> [Testo]:
"""

Matteo Renzi (foto LaPresse)

La singolare esperienza che porterà Renzi dentro al futuro

Mario Sechi

Il premier nella Silicon Valley visiterà la Singularity University. Io ci sono stato e vi spiego che cosa accade lì.

Quanto vale questo? Osservo l’astro sospeso in aria, proiettato sullo schermo, la domanda mi fa andare in corto circuito gli ultimi neuroni accesi. E’ sera, sono rinchiuso dentro un hangar. Quanto vale questo? Giuro, non so quanto vale un asteroide. Mi chiedo perché mai dovrebbe valere qualcosa un sasso arido che ruzzola nello spazio. Peter Diamandis preme un pulsante e sul bozzolone volante si stampa un elenco di minerali noti e misteriosi. Tadà, ecco la risposta: una miniera, l’asteoroide è una potenziale miniera del domani! Che sciocco, Mario.

 

Chissà che faccia farà Matteo Renzi quando lunedì prossimo sbarcherà alla Singularity University, nel cuore della Silicon Valley, e scoprirà che da quelle parti discutono di “colonizzazione spaziale” come se si trattasse di peanuts. Il suo primo viaggio americano da quando è presidente del Consiglio farà tappa in un posto speciale, la fabbrica del domani. Renzi arriverà alla Singularity lunedì pomeriggio e si tratterrà per circa due ore. Visiterà il campus e il suo innovation lab, assisterà a una presentazione sulla tecnologia esponenziale, incontrerà un centinaio di ricercatori italiani che lavorano nella Silicon Valley e risponderà alle domande dei partecipanti all’incontro. E’ il mondo di Renzi? Sì e no. Sì per l’immaginario renziano, no perché la Singularity è irriproducibile in Italia. Fondata da un gruppo di visionari californiani, ha l’appoggio e la collaborazione di partner come Google, Autodesk e Cisco. E’ un mix di educazione accademica e acceleratore di start-up che ha l’ambizione di immaginare e costruire il futuro. E’ il sogno americano 2.0 e tutto il resto è ferraglia del Novecento.

"""

Voci da un dataset di puntamento
"""

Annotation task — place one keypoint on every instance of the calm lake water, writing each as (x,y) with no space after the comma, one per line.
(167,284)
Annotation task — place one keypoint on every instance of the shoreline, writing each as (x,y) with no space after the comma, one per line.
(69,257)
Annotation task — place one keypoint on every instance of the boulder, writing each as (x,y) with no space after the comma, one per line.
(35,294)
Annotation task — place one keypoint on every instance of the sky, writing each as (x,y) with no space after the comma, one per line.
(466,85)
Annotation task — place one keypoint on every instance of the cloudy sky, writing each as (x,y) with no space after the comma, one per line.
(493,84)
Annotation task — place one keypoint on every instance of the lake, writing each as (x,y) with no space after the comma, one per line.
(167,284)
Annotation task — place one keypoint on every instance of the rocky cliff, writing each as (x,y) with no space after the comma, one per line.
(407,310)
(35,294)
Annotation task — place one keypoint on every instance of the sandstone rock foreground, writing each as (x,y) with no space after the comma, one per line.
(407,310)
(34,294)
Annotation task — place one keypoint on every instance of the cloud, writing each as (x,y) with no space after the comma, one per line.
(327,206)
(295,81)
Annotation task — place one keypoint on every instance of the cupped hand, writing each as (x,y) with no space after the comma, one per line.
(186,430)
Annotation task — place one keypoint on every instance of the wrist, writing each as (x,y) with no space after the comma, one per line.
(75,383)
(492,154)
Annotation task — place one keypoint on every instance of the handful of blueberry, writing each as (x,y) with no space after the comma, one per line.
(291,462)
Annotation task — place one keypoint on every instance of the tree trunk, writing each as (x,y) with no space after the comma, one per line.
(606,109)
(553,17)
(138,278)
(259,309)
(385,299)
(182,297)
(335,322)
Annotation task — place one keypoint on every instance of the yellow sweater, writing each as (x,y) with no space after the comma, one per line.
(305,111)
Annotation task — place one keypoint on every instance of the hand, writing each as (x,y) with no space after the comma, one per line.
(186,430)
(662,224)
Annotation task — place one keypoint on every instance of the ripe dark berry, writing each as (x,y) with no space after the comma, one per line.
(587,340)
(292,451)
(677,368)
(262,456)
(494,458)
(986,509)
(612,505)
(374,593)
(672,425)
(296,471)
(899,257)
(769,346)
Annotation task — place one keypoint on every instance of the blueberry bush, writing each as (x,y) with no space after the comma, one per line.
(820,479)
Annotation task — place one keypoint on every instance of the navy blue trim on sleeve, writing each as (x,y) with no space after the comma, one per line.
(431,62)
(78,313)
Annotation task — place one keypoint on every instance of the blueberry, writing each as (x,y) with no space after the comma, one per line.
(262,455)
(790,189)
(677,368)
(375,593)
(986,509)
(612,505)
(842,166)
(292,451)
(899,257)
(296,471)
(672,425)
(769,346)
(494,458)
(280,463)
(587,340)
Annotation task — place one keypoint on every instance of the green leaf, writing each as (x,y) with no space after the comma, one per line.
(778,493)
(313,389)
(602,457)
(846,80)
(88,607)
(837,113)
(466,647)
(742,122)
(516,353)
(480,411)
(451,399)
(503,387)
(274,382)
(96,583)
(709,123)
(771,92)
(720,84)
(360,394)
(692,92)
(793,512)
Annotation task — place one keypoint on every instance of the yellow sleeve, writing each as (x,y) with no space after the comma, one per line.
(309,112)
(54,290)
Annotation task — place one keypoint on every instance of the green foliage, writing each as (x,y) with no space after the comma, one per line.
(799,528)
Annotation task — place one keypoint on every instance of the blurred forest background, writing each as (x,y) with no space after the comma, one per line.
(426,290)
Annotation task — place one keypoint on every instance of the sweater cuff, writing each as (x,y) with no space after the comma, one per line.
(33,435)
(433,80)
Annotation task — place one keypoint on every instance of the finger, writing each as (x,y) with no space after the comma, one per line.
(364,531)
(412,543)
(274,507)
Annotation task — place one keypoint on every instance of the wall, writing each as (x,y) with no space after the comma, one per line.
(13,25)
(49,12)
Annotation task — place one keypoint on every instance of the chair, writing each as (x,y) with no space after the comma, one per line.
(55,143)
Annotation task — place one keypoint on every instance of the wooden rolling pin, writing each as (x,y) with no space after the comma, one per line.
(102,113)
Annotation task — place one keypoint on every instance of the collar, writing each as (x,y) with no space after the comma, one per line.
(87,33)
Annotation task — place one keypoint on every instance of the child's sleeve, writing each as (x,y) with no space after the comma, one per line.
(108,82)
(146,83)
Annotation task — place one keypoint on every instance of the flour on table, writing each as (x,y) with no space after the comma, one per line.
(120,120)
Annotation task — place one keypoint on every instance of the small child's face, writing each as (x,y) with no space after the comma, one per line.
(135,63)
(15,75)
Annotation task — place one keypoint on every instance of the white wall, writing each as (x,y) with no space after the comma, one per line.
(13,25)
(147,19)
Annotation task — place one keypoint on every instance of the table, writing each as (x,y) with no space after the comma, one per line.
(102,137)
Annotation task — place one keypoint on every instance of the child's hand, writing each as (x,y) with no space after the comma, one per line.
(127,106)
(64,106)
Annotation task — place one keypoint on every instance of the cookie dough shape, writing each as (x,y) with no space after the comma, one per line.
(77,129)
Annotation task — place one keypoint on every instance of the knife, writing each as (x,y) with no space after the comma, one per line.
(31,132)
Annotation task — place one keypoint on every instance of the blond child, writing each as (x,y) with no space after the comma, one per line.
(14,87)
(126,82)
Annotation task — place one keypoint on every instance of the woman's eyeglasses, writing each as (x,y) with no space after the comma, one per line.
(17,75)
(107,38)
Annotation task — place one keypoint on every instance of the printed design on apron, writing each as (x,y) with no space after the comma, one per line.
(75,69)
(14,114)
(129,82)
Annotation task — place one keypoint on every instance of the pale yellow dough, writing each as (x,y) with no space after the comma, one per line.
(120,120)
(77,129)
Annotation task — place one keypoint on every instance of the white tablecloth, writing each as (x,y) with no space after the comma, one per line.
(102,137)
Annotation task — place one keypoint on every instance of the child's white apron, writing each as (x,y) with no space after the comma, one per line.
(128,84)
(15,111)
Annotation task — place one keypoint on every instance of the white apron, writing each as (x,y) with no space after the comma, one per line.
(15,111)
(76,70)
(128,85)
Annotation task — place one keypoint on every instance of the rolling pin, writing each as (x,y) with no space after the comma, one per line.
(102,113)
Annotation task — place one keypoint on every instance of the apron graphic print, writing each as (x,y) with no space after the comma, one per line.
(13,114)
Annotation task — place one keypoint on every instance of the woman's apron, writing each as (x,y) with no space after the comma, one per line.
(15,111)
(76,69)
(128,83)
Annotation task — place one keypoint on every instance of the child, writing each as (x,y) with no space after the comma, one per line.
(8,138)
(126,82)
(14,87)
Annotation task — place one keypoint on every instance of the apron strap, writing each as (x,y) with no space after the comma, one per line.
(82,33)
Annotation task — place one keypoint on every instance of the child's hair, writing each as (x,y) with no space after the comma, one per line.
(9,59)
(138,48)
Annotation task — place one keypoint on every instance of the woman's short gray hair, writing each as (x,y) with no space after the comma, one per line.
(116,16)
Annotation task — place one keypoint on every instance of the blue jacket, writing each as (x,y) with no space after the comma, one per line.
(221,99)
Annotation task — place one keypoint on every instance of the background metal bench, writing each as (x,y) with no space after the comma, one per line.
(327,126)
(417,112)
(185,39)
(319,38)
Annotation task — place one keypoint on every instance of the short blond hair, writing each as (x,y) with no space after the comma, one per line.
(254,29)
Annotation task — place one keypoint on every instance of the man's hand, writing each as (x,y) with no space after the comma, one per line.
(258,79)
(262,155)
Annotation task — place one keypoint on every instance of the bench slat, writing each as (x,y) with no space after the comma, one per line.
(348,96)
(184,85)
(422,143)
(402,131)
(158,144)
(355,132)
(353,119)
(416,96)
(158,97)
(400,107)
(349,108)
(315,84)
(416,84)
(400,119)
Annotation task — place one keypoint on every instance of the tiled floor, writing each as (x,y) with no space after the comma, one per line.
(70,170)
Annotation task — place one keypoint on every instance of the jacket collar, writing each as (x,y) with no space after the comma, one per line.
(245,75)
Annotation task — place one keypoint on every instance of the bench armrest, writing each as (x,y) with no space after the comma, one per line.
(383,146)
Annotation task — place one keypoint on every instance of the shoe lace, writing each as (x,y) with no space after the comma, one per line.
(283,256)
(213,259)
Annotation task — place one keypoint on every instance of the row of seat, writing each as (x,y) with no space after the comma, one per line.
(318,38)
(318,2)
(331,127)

"""
"""

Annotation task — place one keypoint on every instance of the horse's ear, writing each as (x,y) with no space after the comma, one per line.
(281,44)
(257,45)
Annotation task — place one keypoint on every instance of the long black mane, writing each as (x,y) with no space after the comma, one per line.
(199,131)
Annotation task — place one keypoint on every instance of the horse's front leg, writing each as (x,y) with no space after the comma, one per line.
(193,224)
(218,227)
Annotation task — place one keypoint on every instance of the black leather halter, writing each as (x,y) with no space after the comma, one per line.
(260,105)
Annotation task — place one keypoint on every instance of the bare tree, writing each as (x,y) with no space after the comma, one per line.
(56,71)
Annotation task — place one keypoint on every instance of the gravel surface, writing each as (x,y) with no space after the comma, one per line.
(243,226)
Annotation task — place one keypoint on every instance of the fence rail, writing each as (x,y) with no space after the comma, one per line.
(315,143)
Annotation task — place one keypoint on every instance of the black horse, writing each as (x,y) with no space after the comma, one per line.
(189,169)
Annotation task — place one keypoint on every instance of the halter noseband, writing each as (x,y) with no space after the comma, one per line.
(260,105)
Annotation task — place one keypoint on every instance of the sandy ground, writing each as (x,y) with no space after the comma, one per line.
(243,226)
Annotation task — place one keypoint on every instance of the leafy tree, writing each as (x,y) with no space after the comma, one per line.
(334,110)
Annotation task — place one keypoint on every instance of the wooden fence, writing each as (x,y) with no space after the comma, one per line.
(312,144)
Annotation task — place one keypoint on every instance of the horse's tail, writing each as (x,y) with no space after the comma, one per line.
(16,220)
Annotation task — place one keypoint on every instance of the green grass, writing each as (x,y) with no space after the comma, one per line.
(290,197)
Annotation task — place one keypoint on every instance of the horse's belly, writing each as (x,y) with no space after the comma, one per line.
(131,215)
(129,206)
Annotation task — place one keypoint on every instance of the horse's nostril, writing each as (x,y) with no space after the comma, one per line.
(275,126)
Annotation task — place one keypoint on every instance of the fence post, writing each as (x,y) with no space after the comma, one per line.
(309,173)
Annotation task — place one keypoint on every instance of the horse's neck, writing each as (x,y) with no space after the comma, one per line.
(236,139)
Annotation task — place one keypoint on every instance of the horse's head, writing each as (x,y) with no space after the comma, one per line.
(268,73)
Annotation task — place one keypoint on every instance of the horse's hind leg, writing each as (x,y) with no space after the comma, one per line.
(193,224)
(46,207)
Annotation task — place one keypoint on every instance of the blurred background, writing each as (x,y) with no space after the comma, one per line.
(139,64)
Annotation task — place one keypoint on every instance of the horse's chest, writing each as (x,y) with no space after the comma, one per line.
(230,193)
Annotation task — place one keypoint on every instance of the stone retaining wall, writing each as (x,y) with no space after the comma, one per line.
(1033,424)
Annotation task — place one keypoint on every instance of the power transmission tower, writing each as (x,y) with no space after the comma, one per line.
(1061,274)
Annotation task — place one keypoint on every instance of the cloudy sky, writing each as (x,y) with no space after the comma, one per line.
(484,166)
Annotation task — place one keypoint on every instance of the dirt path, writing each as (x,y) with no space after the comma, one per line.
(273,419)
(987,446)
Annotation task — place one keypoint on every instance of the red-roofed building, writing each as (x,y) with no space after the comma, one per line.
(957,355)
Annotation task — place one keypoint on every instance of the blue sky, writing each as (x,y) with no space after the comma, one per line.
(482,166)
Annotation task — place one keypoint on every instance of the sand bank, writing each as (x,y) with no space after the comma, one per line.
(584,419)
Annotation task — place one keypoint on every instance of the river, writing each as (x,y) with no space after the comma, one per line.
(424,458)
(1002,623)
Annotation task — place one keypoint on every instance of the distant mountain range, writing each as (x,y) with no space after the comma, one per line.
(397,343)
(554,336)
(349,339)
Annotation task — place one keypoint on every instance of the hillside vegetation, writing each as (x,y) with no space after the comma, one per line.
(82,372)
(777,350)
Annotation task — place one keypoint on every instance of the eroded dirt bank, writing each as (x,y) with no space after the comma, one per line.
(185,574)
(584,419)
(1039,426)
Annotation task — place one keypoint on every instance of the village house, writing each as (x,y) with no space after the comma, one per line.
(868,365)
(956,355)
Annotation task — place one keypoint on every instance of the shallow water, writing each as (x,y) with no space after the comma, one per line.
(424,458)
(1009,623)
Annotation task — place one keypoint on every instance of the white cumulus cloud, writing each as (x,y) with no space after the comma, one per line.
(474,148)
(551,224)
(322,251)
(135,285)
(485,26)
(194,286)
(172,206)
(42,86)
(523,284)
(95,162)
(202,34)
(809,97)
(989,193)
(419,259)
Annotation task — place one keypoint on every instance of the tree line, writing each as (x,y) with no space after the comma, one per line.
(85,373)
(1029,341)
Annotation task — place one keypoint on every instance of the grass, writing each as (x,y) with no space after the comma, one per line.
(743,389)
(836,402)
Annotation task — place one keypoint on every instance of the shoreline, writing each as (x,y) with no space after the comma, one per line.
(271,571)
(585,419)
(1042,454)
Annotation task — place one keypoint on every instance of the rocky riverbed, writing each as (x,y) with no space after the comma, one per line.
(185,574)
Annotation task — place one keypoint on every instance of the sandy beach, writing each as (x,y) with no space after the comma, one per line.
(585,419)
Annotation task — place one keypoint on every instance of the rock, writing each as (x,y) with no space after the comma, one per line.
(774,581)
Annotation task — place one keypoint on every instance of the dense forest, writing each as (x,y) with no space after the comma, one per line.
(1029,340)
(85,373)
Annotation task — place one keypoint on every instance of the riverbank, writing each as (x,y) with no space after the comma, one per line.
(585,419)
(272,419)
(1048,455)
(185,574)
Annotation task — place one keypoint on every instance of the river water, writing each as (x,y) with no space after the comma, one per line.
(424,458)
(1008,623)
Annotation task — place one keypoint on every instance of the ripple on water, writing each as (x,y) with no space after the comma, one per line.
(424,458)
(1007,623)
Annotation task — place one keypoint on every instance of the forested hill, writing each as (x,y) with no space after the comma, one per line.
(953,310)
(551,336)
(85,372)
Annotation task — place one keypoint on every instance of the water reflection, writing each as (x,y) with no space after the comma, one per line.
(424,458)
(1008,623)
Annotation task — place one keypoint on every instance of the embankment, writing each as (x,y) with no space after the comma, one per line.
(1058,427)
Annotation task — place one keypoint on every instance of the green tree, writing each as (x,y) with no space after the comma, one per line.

"""
"""

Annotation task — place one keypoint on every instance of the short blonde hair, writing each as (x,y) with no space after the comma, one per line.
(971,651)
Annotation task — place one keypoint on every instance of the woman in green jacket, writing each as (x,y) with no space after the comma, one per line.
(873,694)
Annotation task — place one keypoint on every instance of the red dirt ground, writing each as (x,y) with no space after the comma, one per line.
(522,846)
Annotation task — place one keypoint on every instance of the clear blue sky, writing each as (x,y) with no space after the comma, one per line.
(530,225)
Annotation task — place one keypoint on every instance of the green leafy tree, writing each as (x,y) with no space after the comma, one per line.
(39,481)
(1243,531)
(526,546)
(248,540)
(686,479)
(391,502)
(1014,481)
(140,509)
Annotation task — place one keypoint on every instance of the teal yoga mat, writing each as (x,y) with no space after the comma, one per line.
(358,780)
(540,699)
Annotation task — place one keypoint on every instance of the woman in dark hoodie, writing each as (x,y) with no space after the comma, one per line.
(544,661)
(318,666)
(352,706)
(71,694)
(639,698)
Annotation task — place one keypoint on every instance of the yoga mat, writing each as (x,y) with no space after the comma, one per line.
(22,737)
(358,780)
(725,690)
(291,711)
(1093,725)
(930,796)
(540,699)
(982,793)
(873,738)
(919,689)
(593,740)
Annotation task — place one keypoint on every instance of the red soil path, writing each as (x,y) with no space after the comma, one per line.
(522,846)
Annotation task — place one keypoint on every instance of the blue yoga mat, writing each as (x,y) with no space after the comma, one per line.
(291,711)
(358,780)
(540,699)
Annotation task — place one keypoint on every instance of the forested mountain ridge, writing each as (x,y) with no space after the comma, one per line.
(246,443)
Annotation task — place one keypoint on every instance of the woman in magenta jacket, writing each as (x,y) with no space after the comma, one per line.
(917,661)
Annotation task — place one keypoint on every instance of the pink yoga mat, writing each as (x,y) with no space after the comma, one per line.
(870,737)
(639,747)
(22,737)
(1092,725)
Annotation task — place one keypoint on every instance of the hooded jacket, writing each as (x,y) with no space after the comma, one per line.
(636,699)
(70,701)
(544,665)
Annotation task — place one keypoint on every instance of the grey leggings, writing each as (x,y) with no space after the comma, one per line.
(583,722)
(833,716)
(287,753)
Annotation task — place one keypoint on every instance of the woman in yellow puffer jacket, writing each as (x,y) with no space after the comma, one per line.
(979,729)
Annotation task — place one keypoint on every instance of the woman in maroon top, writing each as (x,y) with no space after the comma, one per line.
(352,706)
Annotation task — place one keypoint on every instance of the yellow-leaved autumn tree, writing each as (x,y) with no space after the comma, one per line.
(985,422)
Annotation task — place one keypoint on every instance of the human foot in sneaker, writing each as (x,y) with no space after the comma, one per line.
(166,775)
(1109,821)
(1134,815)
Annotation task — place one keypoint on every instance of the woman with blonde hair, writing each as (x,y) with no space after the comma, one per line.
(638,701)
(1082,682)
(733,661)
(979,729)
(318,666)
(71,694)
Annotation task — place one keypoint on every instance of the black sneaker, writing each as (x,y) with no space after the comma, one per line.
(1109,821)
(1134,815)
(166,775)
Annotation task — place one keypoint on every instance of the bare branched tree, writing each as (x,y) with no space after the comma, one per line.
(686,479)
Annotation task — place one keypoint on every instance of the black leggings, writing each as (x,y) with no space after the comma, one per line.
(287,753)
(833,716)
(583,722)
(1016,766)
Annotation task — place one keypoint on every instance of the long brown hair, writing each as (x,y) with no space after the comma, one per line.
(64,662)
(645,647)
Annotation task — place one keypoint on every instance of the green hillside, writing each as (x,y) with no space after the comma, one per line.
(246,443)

"""

> [Sfida]:
Stabilisci se ognuna di queste affermazioni concorda con il testo su Renzi e la Singularity University. Rispondi sì o no e riporta tra virgolette le parole del testo che lo decidono.
1. Renzi resterà alla Singularity University per circa due ore.
2. La Singularity University è stata fondata da Google.
3. Secondo il testo, un'istituzione come la Singularity si potrebbe ricreare in Italia.
Le righe costituiscono un materiale a sé, distinto dal testo.

> [Soluzione completa]:
1. Sì: "si tratterrà per circa due ore".
2. No: "Fondata da un gruppo di visionari californiani".
3. No: "la Singularity è irriproducibile in Italia".